= Given passage =

# Is anyone watching The Young and the Restless?



## SaltInWound (Jan 2, 2013)

The storyline with Lauren and Michael is almost too difficult to watch right now. It is like the movie version of TAM.


----------



## Almostrecovered (Jul 14, 2011)

aren't affairs a staple on soaps?

if its a trigger then avoid it


----------



## lovemylife26 (Mar 21, 2012)

Almostrecovered said:


> aren't affairs a staple on soaps?
> 
> if its a trigger then avoid it



This, I stopped watching Days because of this.


----------



## Stonewall (Jul 5, 2011)

No I just look in the mirror and I see the "old and the listless".


----------



## badbane (Jun 9, 2012)

SaltInWound said:


> The storyline with Lauren and Michael is almost too difficult to watch right now. It is like the movie version of TAM.


((the sound of my head hitting the table))


----------



## Granny7 (Feb 2, 2013)

Almostrecovered said:


> aren't affairs a staple on soaps?
> 
> if its a trigger then avoid it


almostrecovered,
I've been watching this show for years, since the beginning. I do hate the Michael and Lauren part right now, triggers me also. But it seems like lately, news, movies, it's when ever you turn on the TV. So, I point it out to my H if he's around for him to see what it does to families and me. Sometimes a visual for him is better.
Granny7


----------



## Hortensia (Feb 1, 2013)

Im not watching anymore since long, but I used to not miss an episode when it first started. I still remember my favorite couple Caroline and Ridge, and how much I hated Brooke for coming between them. I literally wanted to slap the TV and scratch her face. Was dealing with my own unfaithful bf pain at that time so yes it was a trigger somehow. Stopped watching after Caroline's death and Brooke's marriage to Eric after she wrecked his home with Stephanie. Gosh, I despised that character so much !

I caught an episode about the couple you may be talking...when a girl was trapped in a mountain cabin screaming her boyfriend's name and he was wedding another..donno if this is the couple but made my hair curl lol.

How about Melrose Place's notorious cheater, Michael ? Anyone watched the old MP?


----------



## workindad (May 7, 2011)

I do not watch much TV. When I do, I try to select something that I will enjoy and soaps don't make the cut.


----------



## badbane (Jun 9, 2012)

Yea I watched a soap opera once for five minutes. It was so bad. A lady explained the story. The synopsis, money, greed, affair, and clones........ Clones...... a lady got cloned and the real one got abandoned on an island left for dead.........really.....really.... I mean come on those shows have been on so long the writers are out of ideas. I am willing to be that if you go back to the beginning to now you would realize you have watched the exact same plot played out over and over again with different actors. Stop the madness..... just stop it.

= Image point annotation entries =
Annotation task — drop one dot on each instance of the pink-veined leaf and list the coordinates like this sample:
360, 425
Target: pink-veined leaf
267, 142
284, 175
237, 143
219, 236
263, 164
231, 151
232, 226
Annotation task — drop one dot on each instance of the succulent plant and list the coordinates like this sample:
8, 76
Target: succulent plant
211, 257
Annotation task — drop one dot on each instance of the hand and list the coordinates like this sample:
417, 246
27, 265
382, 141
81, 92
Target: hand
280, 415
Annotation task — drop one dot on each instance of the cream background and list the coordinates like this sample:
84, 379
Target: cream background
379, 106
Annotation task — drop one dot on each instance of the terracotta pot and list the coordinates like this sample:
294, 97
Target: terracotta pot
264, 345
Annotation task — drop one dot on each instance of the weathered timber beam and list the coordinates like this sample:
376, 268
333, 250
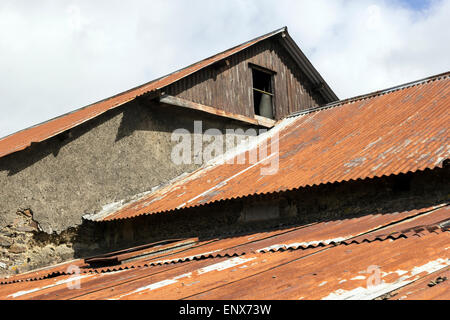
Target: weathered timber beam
257, 120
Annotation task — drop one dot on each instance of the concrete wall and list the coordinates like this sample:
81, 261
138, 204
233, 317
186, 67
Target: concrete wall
259, 213
47, 188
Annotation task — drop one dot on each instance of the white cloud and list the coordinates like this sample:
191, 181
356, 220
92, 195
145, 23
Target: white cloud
57, 56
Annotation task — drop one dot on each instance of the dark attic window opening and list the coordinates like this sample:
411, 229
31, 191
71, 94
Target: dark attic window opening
262, 93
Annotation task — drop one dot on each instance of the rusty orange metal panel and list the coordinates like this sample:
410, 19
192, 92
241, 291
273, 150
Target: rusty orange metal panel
435, 286
401, 259
399, 131
41, 132
338, 273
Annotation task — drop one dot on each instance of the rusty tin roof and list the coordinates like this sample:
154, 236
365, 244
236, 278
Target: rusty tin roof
41, 132
407, 251
386, 133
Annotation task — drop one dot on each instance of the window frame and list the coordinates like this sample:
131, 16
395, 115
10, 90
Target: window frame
272, 74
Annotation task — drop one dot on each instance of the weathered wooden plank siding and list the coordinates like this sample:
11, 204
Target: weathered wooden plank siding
229, 87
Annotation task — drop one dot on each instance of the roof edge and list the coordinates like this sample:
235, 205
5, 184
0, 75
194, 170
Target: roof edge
372, 94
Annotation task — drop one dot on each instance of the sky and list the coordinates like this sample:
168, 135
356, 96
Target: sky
57, 56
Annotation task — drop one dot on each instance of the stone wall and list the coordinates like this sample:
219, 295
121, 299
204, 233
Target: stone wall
50, 186
298, 207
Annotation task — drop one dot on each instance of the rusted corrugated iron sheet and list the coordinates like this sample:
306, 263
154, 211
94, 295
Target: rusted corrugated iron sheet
339, 272
399, 131
334, 270
23, 139
435, 286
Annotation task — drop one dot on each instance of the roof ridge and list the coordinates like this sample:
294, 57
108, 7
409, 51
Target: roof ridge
373, 94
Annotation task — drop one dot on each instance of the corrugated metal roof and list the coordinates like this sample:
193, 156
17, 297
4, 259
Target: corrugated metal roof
338, 270
41, 132
386, 133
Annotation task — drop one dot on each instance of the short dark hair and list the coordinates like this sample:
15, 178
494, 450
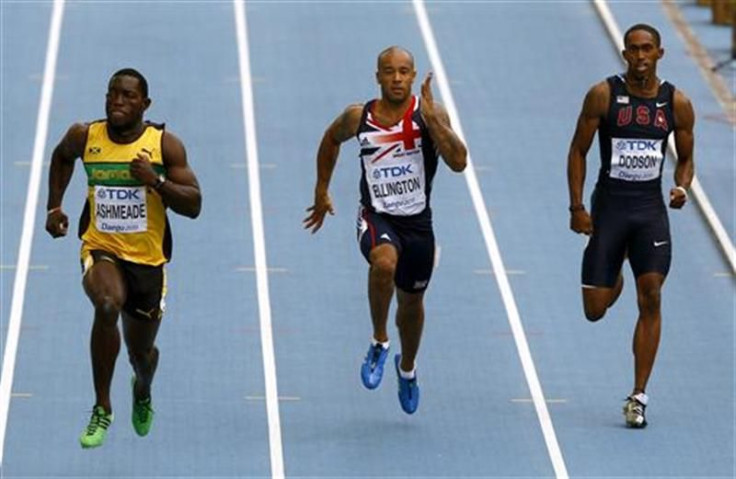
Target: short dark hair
647, 28
392, 49
132, 72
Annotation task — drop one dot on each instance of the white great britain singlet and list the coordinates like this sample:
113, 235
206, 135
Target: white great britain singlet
398, 163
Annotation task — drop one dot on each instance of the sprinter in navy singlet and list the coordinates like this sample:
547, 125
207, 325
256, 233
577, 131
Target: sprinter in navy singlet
401, 137
634, 114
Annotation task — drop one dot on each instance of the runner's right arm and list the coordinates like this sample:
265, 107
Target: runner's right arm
66, 152
342, 129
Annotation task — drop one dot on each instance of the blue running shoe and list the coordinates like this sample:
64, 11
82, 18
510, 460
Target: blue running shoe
408, 390
371, 372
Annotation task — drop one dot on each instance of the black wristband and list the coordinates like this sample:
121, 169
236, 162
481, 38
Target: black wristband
159, 182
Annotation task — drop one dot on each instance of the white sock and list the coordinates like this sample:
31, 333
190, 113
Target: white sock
384, 345
408, 374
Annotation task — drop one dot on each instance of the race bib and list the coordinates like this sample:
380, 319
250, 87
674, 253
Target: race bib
120, 209
396, 184
636, 159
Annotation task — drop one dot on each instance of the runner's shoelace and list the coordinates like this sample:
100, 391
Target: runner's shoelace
144, 409
97, 421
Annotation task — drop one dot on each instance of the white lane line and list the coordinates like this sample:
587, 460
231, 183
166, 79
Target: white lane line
251, 269
722, 237
259, 245
494, 253
33, 267
29, 219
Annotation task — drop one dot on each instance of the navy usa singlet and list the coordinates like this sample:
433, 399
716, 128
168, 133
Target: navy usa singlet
628, 211
398, 164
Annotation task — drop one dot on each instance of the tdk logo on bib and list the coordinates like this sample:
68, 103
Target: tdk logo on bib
392, 171
119, 194
636, 159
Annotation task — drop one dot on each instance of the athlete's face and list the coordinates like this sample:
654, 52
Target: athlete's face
124, 102
396, 75
642, 54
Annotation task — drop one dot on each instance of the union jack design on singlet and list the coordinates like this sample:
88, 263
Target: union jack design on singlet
398, 162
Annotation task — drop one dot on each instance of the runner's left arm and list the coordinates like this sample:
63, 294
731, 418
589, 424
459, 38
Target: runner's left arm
684, 144
180, 189
451, 148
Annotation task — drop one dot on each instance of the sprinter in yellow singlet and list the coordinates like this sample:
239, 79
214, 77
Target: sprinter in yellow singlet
135, 171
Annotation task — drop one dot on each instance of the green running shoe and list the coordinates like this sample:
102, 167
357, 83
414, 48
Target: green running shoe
142, 416
96, 432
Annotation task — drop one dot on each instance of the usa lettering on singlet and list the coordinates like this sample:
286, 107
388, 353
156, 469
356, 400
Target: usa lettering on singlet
397, 167
633, 136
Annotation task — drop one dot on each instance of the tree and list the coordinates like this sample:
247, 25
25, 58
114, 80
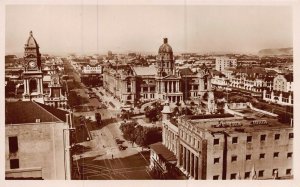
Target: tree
98, 118
128, 130
153, 113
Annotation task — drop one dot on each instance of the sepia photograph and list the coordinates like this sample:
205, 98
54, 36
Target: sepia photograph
148, 92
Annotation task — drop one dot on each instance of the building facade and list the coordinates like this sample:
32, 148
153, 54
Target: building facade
37, 142
33, 76
160, 82
225, 62
227, 146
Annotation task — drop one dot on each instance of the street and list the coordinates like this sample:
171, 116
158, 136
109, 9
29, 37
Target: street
100, 157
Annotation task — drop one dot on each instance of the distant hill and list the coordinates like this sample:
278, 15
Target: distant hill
276, 52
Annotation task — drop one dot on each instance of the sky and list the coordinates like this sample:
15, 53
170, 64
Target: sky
90, 29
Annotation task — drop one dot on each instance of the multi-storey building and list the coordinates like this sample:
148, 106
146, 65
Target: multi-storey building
37, 142
282, 90
216, 147
225, 62
163, 81
34, 82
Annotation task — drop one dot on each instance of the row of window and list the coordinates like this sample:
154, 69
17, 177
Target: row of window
263, 137
188, 138
248, 174
249, 157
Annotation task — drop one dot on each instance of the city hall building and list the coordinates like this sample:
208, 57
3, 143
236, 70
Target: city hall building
33, 77
162, 81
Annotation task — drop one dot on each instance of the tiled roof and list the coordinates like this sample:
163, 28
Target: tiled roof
28, 112
289, 77
150, 70
185, 71
163, 152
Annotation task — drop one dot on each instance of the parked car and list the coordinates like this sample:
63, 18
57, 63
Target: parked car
121, 147
118, 141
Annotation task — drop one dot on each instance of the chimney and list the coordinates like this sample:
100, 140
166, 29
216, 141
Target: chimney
165, 40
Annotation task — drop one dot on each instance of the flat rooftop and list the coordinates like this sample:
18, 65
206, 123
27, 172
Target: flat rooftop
253, 121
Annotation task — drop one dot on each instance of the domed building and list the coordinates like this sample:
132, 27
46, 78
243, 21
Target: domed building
167, 81
33, 79
32, 75
159, 82
165, 61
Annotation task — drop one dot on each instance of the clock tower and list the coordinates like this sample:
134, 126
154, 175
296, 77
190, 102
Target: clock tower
32, 75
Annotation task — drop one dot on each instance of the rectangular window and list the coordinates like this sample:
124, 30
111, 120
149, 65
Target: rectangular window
216, 141
249, 139
247, 175
14, 163
234, 140
262, 156
233, 176
13, 144
263, 137
260, 173
248, 157
215, 177
216, 160
233, 158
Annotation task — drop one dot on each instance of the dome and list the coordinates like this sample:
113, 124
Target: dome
165, 47
31, 42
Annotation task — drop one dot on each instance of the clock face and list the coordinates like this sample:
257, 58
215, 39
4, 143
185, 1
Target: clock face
32, 64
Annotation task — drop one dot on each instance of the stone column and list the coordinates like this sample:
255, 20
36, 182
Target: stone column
188, 162
192, 164
27, 82
164, 135
168, 87
42, 89
184, 158
196, 167
25, 86
178, 153
38, 86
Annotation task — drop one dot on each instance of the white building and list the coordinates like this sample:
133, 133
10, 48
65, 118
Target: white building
225, 62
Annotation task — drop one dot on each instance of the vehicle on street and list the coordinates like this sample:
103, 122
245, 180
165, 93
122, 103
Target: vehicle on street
122, 147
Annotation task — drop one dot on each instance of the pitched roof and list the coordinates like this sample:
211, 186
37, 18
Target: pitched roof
139, 71
28, 112
185, 71
289, 77
163, 152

= Written problem 1 =
In the soap opera thread, why does Granny7 point out the Michael and Lauren storyline to H?
= Written problem 2 =
Based on the soap opera thread, do these statements agree with it? (a) SaltInWound compares the Lauren and Michael storyline to the movie version of TAM. (b) workindad picks soaps when choosing something enjoyable to watch. (c) Granny7 began watching the show only recently. Answer yes or no for each and quote the deciding words.

= Solution 1 =
Granny7 points it out so that H can see what an affair does to families and to Granny7. The post adds that a visual is sometimes better for him.

= Solution 2 =
(a) Yes: "It is like the movie version of TAM."
(b) No: "soaps don't make the cut."
(c) No: "I've been watching this show for years, since the beginning."